Anyhow, before I follow this tangent to maudlin and nauseauting lengths, I'll stop and again send congrats to the aforementioned duo who've managed to pull off the coexistence thing through many a marvelous Anchor Christmas vintage. Being exemplary means more than fifteen tons of yammering, although I'm still a bit concerned about a certain "now you see it now you don't" beard.
posted by Steven Baum 12/6/2000 10:38:18 PM | link

Tuesday, December 05, 2000

LOWERED EXPECTATIONS
Seeing how it looks as if the Busheone Family's Florida fix will stick, we'll turn our attention to the spinning already begun by their loyal toadies, er, lieutenants. Dick Cheney - the heart attack that walks like a man -
started spinning low economic expectations on Meet the Press this week. After gravely intoning (and who can intone more gravely than someone with one foot in the grave?) that the economy was slowing, he offered:
We're seeing it in automobile sales and a lot of other areas, earnings falling off for corporations. And we may well be on the front edge of a recession here.
Note the lovely combination of lowballing expections of the Shrub and his handlers along with an implicit attempt to blame Clinton for any recession should one actually occur. That would be the same Clinton who's given no credit at all by these same braying heads for any of the economic growth over the last 8 years. But what can one realistically expect from those whose entire understanding of economics consists of whatever Robert Bartley et al. are whining about on the op-ed pages of today's Wall Street Journal? Even the bloviating idiots who think that chanting "Can you say Alan Greenspan?" passes for a rational economic discussion are a step above the hacks producing the sewage so liberally spread over the execrable idiotorial pages of that broadsheet.

**Information given**

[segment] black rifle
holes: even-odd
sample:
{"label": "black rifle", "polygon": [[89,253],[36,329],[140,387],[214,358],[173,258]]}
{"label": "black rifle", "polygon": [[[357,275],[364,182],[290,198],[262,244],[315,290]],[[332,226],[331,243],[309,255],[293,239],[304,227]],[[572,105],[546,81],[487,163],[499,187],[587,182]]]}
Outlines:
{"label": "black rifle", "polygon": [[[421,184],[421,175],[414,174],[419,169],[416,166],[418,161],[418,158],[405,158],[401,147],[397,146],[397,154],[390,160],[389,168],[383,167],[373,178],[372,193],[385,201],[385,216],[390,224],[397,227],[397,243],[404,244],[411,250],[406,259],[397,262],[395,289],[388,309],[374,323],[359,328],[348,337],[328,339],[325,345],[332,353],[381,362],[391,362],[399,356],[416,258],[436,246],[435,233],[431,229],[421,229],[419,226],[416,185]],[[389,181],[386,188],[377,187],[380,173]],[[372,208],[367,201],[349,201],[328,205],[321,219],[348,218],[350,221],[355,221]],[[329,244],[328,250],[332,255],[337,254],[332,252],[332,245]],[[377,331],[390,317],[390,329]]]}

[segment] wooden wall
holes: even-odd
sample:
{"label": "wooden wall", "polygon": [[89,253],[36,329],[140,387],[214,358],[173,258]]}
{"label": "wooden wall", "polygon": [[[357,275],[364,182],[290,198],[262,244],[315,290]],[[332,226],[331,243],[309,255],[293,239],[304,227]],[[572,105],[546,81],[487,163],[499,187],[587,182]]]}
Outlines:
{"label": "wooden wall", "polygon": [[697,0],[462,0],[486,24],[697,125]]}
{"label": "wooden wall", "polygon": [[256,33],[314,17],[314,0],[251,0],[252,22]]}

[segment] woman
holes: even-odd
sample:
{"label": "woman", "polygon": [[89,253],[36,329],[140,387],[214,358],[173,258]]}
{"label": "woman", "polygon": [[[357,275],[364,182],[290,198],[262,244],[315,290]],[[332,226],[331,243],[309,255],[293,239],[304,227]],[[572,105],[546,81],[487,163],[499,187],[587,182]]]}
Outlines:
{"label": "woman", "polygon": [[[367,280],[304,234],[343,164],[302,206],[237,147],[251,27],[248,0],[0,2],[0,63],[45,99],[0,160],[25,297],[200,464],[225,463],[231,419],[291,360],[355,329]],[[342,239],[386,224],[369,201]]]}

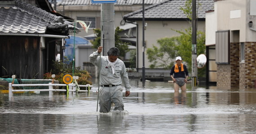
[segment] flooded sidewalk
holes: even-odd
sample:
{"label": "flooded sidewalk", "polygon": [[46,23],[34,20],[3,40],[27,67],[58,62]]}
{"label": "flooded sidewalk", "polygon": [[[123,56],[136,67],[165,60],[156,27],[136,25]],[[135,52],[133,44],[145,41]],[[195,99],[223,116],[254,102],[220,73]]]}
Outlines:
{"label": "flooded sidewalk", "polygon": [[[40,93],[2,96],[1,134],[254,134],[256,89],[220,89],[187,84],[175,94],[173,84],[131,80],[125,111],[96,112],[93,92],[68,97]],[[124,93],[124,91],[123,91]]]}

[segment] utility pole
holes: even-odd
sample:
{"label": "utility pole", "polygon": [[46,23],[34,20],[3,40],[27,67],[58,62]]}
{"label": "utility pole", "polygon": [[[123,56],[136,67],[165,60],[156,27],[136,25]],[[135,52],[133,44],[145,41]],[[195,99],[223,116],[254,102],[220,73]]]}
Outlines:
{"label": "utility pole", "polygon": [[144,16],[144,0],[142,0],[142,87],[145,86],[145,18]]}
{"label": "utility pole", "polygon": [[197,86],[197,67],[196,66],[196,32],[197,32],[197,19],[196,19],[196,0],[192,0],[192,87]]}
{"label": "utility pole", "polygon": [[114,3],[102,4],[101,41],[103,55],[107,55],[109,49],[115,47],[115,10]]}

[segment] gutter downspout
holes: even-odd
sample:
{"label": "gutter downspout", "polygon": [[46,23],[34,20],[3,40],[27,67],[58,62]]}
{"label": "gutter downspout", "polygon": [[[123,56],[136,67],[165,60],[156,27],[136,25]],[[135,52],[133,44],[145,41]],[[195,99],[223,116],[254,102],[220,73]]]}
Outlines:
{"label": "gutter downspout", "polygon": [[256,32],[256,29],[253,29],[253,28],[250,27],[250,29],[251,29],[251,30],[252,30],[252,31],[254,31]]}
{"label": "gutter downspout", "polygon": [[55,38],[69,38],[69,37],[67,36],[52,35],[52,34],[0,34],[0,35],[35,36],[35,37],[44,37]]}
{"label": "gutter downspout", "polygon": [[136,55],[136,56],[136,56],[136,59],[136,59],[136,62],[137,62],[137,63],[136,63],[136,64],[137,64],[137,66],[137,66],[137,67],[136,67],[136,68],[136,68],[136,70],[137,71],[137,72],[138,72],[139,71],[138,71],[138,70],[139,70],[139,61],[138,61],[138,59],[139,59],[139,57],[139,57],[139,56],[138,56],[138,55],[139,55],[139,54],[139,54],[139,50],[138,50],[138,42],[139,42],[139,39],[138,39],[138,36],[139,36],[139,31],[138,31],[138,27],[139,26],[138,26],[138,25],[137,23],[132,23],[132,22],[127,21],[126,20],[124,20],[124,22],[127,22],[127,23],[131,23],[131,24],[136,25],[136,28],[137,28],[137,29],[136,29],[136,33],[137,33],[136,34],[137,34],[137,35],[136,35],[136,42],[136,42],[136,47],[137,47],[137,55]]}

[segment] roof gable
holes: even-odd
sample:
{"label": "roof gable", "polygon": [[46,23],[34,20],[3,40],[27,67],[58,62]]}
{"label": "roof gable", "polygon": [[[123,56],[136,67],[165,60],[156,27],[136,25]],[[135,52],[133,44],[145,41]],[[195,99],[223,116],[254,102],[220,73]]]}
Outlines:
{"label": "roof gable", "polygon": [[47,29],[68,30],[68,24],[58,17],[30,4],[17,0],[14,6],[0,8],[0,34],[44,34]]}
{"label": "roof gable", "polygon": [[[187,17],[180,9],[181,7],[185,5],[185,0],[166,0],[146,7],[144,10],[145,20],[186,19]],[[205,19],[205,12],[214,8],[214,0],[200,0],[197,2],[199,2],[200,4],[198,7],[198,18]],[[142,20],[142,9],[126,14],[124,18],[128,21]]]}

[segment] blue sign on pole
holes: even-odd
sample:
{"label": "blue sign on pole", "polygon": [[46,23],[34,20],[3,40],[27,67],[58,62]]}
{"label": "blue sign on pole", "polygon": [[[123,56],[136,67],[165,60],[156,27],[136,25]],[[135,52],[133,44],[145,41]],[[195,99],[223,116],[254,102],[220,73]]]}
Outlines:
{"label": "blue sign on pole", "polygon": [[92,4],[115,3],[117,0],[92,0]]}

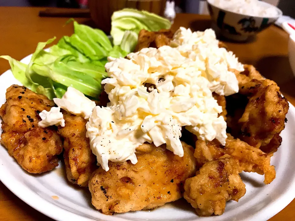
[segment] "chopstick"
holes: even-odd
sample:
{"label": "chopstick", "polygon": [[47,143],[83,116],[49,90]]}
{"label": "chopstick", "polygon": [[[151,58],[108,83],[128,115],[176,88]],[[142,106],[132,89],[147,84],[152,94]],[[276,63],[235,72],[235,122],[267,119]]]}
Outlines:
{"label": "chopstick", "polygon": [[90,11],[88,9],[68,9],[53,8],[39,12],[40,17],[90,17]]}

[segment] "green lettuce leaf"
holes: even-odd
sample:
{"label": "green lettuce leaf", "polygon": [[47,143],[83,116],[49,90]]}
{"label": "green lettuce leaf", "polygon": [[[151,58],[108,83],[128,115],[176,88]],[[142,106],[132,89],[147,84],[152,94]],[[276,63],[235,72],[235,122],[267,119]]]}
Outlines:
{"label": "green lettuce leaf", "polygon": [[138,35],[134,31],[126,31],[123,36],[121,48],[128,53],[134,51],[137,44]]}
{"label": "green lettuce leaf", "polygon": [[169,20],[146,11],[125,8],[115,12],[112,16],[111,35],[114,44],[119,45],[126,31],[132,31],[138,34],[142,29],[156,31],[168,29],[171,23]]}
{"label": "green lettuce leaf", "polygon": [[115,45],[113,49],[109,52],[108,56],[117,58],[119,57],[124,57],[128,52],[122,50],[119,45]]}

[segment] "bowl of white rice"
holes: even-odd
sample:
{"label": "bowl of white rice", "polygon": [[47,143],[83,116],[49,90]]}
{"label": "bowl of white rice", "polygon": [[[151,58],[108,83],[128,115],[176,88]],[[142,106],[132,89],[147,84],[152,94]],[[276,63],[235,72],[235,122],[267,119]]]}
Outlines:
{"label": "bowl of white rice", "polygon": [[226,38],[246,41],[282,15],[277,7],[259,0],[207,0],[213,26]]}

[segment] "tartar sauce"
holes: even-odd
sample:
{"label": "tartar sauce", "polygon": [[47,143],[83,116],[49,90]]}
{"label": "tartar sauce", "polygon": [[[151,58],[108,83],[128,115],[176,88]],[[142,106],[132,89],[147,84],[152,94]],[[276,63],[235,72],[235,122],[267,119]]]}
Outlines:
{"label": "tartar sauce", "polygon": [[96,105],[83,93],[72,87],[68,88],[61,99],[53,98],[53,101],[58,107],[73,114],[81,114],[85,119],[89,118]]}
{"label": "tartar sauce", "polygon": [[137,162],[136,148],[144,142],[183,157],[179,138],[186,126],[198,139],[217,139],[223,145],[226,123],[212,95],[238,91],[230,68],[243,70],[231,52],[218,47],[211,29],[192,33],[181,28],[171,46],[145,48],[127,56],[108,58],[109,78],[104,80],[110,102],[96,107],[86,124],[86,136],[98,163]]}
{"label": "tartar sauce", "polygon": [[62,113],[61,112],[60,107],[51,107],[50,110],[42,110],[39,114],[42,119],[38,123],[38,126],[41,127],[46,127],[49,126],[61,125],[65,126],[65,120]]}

**Questions to answer**
**A)** In the post on lowered expectations, on which program did Dick Cheney start spinning low economic expectations?
**B)** Say whether each statement agrees with the post on lowered expectations. Give yes or no for each, quoting the deciding words of the post.
(i) Cheney pointed to automobile sales as a place where the slowing was visible.
(ii) The writer says the same people give Clinton credit for economic growth over the last 8 years.
(iii) Cheney said the country was already deep in a recession.
**C)** In the post on lowered expectations, rewrite the part that opens with the words containing "Tuesday, December 05, 2000" and closes with "a recession here.", swapping "automobile sales" for "retail sales".

**Task-by-task solutions**
**A)** Meet the Press.

**B)**
(i) Yes: "We're seeing it in automobile sales and a lot of other areas"
(ii) No: "who's given no credit at all by these same braying heads for any of the economic growth over the last 8 years"
(iii) No: "we may well be on the front edge of a recession here"

**C)**
Tuesday, December 05, 2000

LOWERED EXPECTATIONS
Seeing how it looks as if the Busheone Family's Florida fix will stick, we'll turn our attention to the spinning already begun by their loyal toadies, er, lieutenants. Dick Cheney - the heart attack that walks like a man -
started spinning low economic expectations on Meet the Press this week. After gravely intoning (and who can intone more gravely than someone with one foot in the grave?) that the economy was slowing, he offered:
We're seeing it in retail sales and a lot of other areas, earnings falling off for corporations. And we may well be on the front edge of a recession here.